Source data
>>

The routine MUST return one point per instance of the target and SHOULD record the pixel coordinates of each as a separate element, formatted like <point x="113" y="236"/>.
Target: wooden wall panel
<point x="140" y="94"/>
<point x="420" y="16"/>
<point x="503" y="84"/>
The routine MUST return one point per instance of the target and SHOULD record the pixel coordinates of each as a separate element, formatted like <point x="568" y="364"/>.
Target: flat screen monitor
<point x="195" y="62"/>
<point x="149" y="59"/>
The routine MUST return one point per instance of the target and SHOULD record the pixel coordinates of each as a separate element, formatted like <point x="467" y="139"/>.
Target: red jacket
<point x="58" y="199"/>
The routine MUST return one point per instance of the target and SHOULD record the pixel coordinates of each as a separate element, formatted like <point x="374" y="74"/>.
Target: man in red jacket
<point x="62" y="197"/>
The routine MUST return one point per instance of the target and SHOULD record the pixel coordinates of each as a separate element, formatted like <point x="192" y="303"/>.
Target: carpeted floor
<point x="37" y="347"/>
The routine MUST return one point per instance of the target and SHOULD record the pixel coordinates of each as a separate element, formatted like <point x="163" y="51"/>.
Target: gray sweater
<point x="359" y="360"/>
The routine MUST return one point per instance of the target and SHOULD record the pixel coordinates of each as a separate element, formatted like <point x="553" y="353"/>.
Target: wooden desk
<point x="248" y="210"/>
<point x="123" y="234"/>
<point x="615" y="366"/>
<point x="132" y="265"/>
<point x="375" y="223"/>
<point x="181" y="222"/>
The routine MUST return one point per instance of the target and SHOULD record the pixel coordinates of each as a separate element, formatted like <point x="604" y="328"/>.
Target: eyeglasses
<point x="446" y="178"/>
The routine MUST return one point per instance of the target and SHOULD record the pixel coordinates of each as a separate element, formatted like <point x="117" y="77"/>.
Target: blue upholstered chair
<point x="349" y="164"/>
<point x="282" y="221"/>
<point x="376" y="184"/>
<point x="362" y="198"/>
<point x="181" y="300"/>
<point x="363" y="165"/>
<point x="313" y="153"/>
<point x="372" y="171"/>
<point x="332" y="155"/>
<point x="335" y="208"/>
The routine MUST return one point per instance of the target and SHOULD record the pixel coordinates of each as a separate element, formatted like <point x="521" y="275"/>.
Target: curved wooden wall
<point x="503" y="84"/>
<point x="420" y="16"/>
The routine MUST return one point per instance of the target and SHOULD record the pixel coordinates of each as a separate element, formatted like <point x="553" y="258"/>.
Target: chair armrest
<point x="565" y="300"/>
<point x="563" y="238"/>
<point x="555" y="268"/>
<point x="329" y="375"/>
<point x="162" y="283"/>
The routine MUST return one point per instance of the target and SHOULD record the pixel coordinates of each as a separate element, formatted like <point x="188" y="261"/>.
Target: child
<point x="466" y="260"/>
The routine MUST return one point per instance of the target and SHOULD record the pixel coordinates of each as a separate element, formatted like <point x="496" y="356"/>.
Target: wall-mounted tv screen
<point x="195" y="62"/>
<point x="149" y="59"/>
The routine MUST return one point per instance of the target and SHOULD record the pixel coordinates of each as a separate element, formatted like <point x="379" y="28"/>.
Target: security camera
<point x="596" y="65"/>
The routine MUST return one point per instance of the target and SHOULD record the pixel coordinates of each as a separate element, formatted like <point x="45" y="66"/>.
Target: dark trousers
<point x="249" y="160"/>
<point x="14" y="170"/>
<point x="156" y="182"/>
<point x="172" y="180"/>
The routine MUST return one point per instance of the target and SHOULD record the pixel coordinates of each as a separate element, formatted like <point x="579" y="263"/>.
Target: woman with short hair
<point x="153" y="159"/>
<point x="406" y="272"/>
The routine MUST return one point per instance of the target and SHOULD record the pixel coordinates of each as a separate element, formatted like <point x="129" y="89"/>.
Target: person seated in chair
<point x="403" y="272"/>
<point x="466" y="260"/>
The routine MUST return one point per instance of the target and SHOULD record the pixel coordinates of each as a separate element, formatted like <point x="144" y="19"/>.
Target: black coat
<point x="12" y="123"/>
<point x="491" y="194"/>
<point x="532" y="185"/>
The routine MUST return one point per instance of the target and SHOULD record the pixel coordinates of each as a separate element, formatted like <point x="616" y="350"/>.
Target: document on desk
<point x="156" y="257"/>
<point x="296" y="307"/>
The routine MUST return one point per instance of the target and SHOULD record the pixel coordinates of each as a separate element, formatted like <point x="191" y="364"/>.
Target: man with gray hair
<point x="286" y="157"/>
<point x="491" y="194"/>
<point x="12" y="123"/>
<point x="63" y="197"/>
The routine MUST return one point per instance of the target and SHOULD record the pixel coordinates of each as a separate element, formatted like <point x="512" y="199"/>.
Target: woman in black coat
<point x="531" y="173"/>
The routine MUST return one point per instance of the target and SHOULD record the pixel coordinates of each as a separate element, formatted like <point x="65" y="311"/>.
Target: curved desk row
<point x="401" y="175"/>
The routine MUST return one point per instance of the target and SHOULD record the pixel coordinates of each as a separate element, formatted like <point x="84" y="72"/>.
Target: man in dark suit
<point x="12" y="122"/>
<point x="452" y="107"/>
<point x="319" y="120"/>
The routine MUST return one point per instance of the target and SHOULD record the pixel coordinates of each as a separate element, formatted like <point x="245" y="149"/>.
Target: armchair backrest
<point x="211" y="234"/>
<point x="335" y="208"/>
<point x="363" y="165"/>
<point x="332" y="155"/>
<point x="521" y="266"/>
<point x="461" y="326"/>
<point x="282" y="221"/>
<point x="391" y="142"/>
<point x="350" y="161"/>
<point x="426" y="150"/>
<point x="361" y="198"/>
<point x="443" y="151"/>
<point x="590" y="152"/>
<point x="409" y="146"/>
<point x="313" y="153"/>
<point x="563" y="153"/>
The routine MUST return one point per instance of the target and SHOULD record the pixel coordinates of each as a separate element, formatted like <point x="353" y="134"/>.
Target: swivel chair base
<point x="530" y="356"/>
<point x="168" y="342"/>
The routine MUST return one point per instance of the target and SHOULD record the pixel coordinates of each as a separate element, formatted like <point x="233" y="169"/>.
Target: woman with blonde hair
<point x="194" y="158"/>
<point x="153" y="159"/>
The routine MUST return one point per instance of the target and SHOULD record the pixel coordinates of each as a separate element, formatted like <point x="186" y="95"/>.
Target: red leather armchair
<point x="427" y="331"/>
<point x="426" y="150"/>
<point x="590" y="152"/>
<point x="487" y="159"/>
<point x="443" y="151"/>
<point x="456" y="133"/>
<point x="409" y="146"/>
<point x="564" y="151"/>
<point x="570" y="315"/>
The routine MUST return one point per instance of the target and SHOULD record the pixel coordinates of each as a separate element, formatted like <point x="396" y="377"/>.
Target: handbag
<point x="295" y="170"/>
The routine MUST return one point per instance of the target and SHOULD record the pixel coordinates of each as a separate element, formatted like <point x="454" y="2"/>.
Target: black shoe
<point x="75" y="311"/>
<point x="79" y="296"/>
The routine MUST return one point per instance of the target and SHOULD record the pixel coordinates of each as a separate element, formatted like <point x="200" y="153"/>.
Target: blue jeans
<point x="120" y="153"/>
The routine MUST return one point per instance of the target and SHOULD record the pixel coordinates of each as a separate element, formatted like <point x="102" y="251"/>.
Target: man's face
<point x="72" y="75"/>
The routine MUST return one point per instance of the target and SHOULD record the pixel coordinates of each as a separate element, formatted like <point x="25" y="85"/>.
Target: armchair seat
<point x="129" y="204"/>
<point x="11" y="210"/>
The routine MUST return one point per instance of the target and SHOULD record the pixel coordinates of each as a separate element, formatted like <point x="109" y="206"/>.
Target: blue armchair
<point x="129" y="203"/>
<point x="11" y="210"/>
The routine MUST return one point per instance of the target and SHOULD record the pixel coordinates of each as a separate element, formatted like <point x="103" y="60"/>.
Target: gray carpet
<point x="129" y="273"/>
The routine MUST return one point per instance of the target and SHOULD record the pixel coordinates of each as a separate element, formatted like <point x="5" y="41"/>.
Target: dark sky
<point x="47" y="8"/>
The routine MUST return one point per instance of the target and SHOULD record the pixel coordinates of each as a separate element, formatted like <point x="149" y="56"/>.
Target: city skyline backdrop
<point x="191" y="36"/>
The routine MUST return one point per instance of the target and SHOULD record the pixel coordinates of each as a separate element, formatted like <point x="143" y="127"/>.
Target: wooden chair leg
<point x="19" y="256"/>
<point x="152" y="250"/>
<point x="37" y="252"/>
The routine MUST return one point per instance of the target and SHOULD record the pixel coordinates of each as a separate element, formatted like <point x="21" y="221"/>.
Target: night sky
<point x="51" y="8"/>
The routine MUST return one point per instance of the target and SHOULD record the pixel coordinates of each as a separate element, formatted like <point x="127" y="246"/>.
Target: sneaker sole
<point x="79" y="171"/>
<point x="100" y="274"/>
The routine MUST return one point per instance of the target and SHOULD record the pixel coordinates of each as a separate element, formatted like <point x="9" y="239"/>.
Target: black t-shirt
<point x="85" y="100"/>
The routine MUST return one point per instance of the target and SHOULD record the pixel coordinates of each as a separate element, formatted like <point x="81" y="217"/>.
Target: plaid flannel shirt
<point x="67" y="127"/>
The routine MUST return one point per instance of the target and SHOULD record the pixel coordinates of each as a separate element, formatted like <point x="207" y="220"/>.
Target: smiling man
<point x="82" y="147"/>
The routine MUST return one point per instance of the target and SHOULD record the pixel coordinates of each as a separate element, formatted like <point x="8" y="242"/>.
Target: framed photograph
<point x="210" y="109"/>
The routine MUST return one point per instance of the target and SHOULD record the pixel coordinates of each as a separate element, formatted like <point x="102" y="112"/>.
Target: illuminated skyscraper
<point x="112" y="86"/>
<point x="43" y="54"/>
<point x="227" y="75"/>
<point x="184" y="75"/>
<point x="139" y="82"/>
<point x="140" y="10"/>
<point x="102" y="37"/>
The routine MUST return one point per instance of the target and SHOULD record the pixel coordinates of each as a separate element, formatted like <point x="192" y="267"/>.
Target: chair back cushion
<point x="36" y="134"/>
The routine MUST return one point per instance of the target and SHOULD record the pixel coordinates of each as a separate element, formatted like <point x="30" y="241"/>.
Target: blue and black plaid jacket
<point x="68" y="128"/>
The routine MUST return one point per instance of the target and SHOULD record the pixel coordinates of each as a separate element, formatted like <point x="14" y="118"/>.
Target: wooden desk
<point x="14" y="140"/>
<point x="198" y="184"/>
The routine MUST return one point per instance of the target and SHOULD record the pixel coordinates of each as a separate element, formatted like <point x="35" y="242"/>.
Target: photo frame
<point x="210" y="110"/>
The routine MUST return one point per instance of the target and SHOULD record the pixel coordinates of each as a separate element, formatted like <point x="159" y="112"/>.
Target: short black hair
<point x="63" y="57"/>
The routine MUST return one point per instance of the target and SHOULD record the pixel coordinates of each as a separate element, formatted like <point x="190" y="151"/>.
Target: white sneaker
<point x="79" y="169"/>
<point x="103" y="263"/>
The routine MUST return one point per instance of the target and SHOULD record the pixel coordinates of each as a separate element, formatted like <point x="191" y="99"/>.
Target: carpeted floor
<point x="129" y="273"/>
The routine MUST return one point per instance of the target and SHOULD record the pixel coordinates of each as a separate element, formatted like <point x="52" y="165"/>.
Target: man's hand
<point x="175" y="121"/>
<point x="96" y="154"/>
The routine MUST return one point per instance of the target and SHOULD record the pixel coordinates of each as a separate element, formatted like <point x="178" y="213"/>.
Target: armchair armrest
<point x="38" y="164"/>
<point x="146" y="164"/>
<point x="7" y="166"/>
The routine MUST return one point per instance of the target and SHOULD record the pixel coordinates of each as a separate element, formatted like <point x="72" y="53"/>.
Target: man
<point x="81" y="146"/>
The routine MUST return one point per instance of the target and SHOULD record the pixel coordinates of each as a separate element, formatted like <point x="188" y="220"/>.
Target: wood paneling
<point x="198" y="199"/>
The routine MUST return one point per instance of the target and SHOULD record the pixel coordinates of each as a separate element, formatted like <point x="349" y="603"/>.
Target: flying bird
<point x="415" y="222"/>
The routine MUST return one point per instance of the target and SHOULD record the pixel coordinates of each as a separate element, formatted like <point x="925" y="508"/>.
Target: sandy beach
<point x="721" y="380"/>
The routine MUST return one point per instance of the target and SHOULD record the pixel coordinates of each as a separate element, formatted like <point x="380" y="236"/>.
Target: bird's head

<<

_The exercise:_ Please pick out and copy each line of the records that contains the word "bird". Letter case counts.

_Task answer:_
Target: flying bird
Target: bird's head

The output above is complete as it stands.